- **Extract to read**:
--- Start ---

[paper] Compact IV Model for DG MoS2 FETs

Ahmed Mounir, Francois Lime, Alexander Kloes, Alexandros Provias, Theresia Knobloch, 

K. P. O’Brien, Tibor Grasser and Benjamin Iniguez

Compact I–V Model for Double-Gated MoS2 FETs Including Short-Channel Effects

IEEE TED, Vol. 72, No. 12, Dec 2025

DOI: 10.1109/TED.2025.3622099

Rovira i Virgili University, Tarragona (SP)
THM University of Applied Sciences, Giessen (D)
Technical University of Vienna (A)
Intel Foundry Technology Research, Hillsboro (US)

Abstract: This article presents a physics-based analytical compact model for double-gated molybdenum disulfide (MoS2) field effect transistors (FETs), incorporating key physical and short-channel effects (SCEs), such as mobility degradation and velocity saturation. The model is developed from a unified charge control model by evaluating the charge density within the 2D MoS2 layer, represented using the Lambert W function, which provides an analytical expression valid and continuous from the subthreshold to the above threshold regime. The drain current is then derived from this unified charge control model, and as a function of closed-form equations for the charge densities at the source and drain ends of the channel. Despite its simplicity, the model shows excellent agreement with experimental data for channel lengths down to 60nm, making it a powerful tool for accurately predicting the performance of downscaled devices. By including SCEs, this work extends previous modeling efforts and provides a more comprehensive framework for the simulation and optimization of 2D material-based FETs in circuit design.

--- End ---

- **Material to process**:
--- Start ---

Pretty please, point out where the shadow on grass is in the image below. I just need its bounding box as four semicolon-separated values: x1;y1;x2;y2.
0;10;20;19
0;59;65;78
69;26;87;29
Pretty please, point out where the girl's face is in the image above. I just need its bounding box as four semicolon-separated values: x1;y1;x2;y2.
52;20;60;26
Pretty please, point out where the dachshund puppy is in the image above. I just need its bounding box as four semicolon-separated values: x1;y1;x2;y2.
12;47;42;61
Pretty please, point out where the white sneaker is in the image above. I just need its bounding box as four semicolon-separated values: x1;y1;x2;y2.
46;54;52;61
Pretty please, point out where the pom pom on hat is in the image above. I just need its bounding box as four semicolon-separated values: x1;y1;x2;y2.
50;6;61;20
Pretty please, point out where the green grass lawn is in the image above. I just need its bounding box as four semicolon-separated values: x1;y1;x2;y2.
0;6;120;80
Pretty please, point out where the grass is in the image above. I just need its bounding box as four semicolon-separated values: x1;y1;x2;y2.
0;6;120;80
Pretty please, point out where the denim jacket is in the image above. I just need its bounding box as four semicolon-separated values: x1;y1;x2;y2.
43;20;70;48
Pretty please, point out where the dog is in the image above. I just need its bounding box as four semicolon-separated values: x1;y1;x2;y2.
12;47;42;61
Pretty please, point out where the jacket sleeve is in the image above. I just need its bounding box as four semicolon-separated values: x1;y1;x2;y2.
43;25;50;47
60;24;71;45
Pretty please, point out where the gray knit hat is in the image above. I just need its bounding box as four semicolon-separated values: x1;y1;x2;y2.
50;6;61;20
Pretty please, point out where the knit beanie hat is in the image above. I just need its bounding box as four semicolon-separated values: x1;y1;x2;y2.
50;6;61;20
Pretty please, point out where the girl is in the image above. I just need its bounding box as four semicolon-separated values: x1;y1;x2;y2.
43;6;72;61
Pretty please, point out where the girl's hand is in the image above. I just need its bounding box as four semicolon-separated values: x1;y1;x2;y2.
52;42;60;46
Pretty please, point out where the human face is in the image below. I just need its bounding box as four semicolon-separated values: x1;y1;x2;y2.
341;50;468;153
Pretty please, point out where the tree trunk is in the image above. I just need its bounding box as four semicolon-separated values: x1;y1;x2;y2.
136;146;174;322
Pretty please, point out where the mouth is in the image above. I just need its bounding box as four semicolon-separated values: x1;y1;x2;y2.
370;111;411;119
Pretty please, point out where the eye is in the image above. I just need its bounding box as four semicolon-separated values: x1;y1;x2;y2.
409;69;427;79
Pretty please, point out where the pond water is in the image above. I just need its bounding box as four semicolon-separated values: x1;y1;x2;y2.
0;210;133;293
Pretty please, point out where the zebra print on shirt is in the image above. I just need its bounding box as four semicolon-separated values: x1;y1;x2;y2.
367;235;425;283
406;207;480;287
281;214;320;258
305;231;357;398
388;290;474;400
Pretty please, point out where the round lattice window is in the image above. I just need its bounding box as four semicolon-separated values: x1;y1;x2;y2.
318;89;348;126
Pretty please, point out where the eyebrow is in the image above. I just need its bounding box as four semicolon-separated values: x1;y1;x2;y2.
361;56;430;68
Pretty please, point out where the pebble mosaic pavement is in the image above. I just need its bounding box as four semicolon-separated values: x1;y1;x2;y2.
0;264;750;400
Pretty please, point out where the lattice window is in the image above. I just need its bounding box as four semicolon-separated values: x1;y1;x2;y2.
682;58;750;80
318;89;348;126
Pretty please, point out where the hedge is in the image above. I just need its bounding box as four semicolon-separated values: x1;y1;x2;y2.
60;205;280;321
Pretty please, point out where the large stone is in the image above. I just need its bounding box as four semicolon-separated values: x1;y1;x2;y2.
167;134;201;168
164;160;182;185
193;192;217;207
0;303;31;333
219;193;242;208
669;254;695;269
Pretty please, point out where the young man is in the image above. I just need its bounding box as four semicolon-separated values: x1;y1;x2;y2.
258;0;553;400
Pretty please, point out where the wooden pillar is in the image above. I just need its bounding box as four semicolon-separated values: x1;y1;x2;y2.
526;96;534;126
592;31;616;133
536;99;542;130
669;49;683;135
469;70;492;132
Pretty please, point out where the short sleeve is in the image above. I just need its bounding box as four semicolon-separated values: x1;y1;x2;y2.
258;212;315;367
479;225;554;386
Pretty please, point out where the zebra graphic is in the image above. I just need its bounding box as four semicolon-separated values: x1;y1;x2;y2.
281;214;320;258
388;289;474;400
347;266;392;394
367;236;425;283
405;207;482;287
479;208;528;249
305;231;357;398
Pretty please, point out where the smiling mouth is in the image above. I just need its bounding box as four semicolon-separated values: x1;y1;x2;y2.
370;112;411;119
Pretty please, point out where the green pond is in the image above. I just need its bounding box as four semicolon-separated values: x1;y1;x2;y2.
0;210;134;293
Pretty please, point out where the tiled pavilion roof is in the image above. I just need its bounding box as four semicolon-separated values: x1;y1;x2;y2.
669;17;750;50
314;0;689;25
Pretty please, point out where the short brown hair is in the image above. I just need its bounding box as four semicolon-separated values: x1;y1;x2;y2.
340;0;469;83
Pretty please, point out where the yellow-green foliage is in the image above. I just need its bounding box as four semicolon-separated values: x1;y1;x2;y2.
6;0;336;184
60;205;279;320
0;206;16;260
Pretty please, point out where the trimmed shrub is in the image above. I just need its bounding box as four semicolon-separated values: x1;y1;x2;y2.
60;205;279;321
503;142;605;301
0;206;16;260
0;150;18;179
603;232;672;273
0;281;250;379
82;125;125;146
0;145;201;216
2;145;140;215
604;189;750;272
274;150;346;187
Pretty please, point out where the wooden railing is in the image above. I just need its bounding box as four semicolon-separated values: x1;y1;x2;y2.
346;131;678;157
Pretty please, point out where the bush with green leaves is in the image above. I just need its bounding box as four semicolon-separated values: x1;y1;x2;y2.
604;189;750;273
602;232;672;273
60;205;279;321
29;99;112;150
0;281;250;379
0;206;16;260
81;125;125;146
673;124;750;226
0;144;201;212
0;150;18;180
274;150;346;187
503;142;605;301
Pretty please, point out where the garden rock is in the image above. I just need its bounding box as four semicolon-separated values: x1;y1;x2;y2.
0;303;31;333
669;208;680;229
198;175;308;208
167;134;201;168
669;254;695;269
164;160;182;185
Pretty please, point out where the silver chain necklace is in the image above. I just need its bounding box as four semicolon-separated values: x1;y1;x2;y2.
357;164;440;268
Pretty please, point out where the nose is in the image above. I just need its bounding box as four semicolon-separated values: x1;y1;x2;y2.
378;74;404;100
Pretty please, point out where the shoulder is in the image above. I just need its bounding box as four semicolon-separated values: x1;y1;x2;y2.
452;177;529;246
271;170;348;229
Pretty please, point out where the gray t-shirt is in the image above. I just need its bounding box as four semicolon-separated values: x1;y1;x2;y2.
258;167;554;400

--- End ---

- **Directives**:
A: Repeat the passage from the MoS2 transistor abstract, starting with "Ahmed Mounir, Francois" and going on through "Sciences, Giessen (D)".
B: In the listing, starting with the line with "Pretty please, point out where the young" and going on through the line with "0;210;134;293", add 141 to every bounding-box coordinate. Give back only those lines, with each request line unchanged.

- **Solved problems**:
A:
Ahmed Mounir, Francois Lime, Alexander Kloes, Alexandros Provias, Theresia Knobloch, 

K. P. O’Brien, Tibor Grasser and Benjamin Iniguez

Compact I–V Model for Double-Gated MoS2 FETs Including Short-Channel Effects

IEEE TED, Vol. 72, No. 12, Dec 2025

DOI: 10.1109/TED.2025.3622099

Rovira i Virgili University, Tarragona (SP)
THM University of Applied Sciences, Giessen (D)

B:
Pretty please, point out where the young man is in the image above. I just need its bounding box as four semicolon-separated values: x1;y1;x2;y2.
399;141;694;541
Pretty please, point out where the wooden pillar is in the image above. I just need its bounding box as four semicolon-separated values: x1;y1;x2;y2.
667;237;675;267
733;172;757;274
677;240;683;271
810;190;824;276
610;211;633;273
Pretty please, point out where the short sleeve is in the image above. I just need its bounding box as four semicolon-separated values: x1;y1;x2;y2.
399;353;456;508
620;366;695;527
Pretty please, point out where the zebra graphic is in the image above. I just need its bounding box as four semicolon-separated values: x1;y1;x2;y2.
422;355;461;399
529;430;615;541
488;407;533;535
508;377;566;424
546;348;623;428
620;349;669;390
446;372;498;539
Pretty please, point out where the smiling mouth is in the image above. I just need its bounding box as four semicolon-separated values: x1;y1;x2;y2.
511;253;552;260
Pretty please, point out where the green pond is in the image above. I just need its bounding box as four semicolon-separated values: x1;y1;x2;y2.
141;351;275;434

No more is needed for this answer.